Text passage —
|---|

In the last 2 years, several agencies have raised alarming concerns on the unregulated crypto market but no clear cut framework was provided by the government. Though the current union budget remained silent as far as the regulatory mechanism of such digital assets is considered, it has undertaken a slew of taxation measures in the direction of its regulation. The government have moved the long way from the point of a blanket ban to a place where its position is vague. In union budget 2022-23, the government has introduced certain tax guidelines on the sale and transfer of digital assets that would encompass cryptocurrencies and Non-Fungible Tokens (NFT).

The Finance Minister (FM) Nirmala Sitharaman in her latest budget speech announced that a flat 30% tax on profit from selling virtual digital assets will be imposed with no deduction on expenses except the cost of acquisition, the loss cannot be set off. The government have placed no room for loopholes, as even, gifting these virtual digital assets will be taxed in the hands of the recipient. In addition, Under Post Budget Press Conference the FM made clear that every crypto transaction will attract 1% TDS above the threshold. It is worth noting that the former tax provision of the union budget will come into force from April 01, 2022, while the latter will be enforced from July 01, 2022.

|---|

Records excerpted from a collection —
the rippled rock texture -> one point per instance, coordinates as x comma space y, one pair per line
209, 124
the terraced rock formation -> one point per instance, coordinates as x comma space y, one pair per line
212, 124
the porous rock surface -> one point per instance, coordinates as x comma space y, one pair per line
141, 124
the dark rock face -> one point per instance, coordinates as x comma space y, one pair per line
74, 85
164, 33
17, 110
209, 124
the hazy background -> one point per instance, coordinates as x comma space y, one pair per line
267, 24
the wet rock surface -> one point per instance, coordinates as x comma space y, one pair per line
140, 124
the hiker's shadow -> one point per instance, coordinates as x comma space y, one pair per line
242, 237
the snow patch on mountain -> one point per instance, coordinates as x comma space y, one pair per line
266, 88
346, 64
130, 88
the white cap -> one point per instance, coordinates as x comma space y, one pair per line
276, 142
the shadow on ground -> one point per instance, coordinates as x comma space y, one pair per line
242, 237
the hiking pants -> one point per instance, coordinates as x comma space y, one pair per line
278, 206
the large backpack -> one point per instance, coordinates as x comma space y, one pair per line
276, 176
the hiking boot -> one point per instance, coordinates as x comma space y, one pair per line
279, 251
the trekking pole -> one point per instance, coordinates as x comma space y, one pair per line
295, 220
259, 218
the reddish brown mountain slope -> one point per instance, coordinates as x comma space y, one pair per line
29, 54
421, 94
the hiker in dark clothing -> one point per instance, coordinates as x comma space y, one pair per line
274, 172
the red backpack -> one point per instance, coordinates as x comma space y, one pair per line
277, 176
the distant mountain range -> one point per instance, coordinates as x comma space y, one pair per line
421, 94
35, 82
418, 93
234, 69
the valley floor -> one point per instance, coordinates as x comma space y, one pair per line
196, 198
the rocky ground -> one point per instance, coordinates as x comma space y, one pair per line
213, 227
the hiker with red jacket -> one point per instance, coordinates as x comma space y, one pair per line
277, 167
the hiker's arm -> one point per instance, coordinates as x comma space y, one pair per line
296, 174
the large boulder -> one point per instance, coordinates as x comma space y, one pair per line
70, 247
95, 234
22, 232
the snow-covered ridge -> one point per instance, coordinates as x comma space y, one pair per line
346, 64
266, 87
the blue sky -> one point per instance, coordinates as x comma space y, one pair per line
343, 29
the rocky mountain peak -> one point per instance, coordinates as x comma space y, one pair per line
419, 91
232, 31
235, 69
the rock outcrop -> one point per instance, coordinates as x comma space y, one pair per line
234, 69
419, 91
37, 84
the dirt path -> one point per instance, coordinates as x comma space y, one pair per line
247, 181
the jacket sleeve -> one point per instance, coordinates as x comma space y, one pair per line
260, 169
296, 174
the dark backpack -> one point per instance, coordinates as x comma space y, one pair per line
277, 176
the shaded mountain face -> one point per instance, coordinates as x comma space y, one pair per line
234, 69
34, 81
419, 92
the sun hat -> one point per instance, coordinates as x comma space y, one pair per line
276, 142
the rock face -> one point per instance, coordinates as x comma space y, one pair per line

|---|

Check your understanding —
[1] The passage on crypto taxation says the government has left no room for loopholes. According to the passage, why is that so?
[2] Go on with the passage on crypto taxation in the union budget, picking up after its last sentence.

Results —
[1] Even gifting virtual digital assets will be taxed, with the tax falling on the recipient.

[2]
It can be considered as a welcome move as the tax on cryptocurrency brings it at par with the speculative income and it will be treated the same as lottery, game show etc. This is only going to increase the tax burden for cryptocurrency investors, who will have to shell out almost a third of their returns towards tax. On the positive side, these digital assets are given recognition and remove doubts on trading such assets.

Why Government took years to decide on cryptocurrency?

There are multiple reasons why the government took years to decide on the future of cryptocurrency in India. The major reasons are mentioned:

1. Lack of Data

Central Board of Direct Taxes chief J.B. Mohapatra stated that the government had been closely monitoring the crypto market for the last 4 years. As crypto is a developing market, the government needed considerable information about its operability to take any concrete decision. Therefore, the government has carried out a few pilot studies on this theme and strategically collected adequate data to design a future roadmap of the crypto market in India. Now, it has the required data set & it can go with future steps.

2. Covid Pandemic

First, India is a mixed-income economy (capitalism and socialism go hand in hand) where the emphasis is more on social welfare. During the covid phase, the government's priority was to save life and livelihood of the masses. As a result, the government restrained from taking any decision on the growing crypto market which could have further tensed the already volatile Indian market.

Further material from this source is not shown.